Text section:
**********

Mariner all-time putout and assist leaders

DMZ · March 2, 2008 at 9:00 am · Filed Under Mariners 

I realized in making a quip earlier this week about Ichiro’s base stealing that the information on who the M’s leaders in putouts and assists is not readily available. Caveat: in the database, outfielders frequently have their position listed as “OF” and since center fielders dominate defensive statistics, it’s hard to pick out left fielders particularly. I welcome corrections.

Neither of these are particularly great defensive statistics on their own, though they’re also not as worthless as you might have been led to believe — but I’ll leave that discussion for another day. So!

Mariner all-time putout leaders

Player Year Putouts Position
Dan Wilson 1997 1050 C
Alvin Davis 1985 1438 1B
Harold Reynolds 1991 348 2B
Alex Rodriguez 1998 268 SS
Bill Stein 1977 146 3B
Randy Winn 2003 299 LF
Mike Cameron 2003 485 CF
Ichiro! 2005 381 RF

A putout is an action that “causes the out of a batter-runner or runner”. Catchers rack up putouts for strikeouts, first basemen rack up putouts for catching balls thrown to them. Centerfielders get theirs the hard way.

Beltre owns spots 2-4.

Updated: 1999 Brian Hunter gets bumped by 2003 Randy Winn, who managed that line in only 134 games started in left (!).

Mariner all-time assist leaders

Player Year Assists Position
Dan Wilson 1997 72 C
John Olerud 2000 133 1B
Harold Reynolds 1987 507 2B
Omar Vizquel 1993 475 SS
Jim Presley 1985 335 3B
Brian Hunter 1999 14 LF
Ken Griffey Jr. 1998 11 CF
Ichiro! 2004 12 RF

A shortstop gets an assist for fielding a grounder and throwing to first (where the first basemen gets a putout). So the infielders get a ton of those, while outfielders have to really work for those.

Comments

18 Responses to “Mariner all-time putout and assist leaders”

  1. fetish on March 2nd, 2008 9:45 am

    Al Davis?

    What kind of heathen, Mariner-hating bloggers are you?

    Al Davis. Jeesh.

  2. Carson on March 2nd, 2008 9:55 am

    Geez, one small mistake and all of the accusations of non-fandom, pessimism, and hatred are validated.

    Anyway, this just further proves the awesomeness of Ichiro. Is there any other player in baseball who is more awesome in as many ways? Besides baseball skills, he’s possibly wackier than Rickie.

  3. Evan on March 2nd, 2008 11:20 am

    Does an assist get credited to the fielder on an unassisted double play? I’m thinking specifically of that unassisted double play Cameron managed in 2003 or so. He caught the fly (first putout), and then ran to second and doubled off the runner (second putout). But does he get an assist for that, as well?

**********

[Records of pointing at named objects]
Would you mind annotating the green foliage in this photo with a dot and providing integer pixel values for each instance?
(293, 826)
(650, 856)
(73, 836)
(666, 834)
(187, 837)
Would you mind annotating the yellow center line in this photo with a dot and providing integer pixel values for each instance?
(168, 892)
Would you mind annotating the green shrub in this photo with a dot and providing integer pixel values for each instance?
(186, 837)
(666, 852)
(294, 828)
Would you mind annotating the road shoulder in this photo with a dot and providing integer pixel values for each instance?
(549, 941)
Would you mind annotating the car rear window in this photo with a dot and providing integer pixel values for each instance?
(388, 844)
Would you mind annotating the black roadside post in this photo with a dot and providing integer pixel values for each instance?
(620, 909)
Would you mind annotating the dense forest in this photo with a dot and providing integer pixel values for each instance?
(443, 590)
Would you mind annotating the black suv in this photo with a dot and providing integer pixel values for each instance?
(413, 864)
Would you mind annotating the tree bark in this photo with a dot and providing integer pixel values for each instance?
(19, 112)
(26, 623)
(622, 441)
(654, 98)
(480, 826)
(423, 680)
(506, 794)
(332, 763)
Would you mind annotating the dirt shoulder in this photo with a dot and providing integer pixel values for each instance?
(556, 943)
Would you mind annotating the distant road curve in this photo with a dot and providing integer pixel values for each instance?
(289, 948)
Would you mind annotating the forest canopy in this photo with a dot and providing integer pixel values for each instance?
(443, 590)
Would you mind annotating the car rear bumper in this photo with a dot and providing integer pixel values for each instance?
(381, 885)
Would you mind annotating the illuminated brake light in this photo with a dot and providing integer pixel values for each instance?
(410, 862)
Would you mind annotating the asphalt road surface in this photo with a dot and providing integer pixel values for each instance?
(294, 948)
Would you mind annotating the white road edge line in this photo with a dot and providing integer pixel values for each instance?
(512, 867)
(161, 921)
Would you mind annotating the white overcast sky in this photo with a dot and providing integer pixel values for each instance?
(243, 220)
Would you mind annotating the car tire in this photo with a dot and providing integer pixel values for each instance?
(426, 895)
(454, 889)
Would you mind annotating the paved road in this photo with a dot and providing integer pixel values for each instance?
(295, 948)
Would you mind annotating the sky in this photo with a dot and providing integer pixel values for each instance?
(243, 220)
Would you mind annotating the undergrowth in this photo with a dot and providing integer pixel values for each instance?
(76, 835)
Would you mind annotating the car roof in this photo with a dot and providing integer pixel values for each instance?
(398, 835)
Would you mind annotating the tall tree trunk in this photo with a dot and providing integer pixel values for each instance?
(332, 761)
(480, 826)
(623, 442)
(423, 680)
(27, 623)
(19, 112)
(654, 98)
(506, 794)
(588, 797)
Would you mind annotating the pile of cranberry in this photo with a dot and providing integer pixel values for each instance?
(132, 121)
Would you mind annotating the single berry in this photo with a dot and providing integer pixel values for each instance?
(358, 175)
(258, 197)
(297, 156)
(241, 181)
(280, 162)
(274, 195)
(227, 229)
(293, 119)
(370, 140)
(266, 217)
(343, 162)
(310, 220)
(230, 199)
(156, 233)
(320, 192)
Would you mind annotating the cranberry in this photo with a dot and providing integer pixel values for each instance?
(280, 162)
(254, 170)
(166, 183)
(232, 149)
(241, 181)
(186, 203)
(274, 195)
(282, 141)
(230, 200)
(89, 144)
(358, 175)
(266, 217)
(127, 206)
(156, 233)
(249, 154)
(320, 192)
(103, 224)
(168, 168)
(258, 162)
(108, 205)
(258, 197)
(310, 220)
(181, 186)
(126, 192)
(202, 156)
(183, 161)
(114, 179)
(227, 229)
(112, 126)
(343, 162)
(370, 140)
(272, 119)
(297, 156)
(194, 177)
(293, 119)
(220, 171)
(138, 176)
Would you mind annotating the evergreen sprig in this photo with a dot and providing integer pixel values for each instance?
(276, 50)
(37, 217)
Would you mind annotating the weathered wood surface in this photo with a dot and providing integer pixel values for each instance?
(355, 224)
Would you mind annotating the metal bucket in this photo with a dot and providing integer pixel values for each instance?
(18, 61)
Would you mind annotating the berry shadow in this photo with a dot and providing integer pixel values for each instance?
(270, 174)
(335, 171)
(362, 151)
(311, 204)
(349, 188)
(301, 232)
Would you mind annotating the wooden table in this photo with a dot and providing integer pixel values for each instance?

**********

To do: What comes next in the Mariner putout and assist post? Continue it from its final sentence.

Output below:
  4. dlb on March 2nd, 2008 11:38 am

    Did I miss something in a drunken fog back in 1999, or was Hunter really that good?

  5. Doc Baseball on March 2nd, 2008 12:35 pm

    Does an assist get credited to the fielder on an unassisted double play? … Cameron … caught the fly… ran to second and doubled off the runner… does he get an assist for that, as well?

    No

    (He gets two putouts, zero assists)

  6. fetish on March 2nd, 2008 1:01 pm

    Did I miss something in a drunken fog back in 1999, or was Hunter really that good?

    Only if outfield putout and assists are the start and end of outfield goodness.

    Brian Hunter was athletic, with elite speed, on a team that I’m sure had a high flyball rate. Shouldn’t be surprising that he recorded a lot of put outs.

  7. scraps on March 2nd, 2008 1:01 pm

    Jim Presley??

  8. Doc Baseball on March 2nd, 2008 1:02 pm

    Did I miss something in a drunken fog back in 1999, or was Hunter really that good?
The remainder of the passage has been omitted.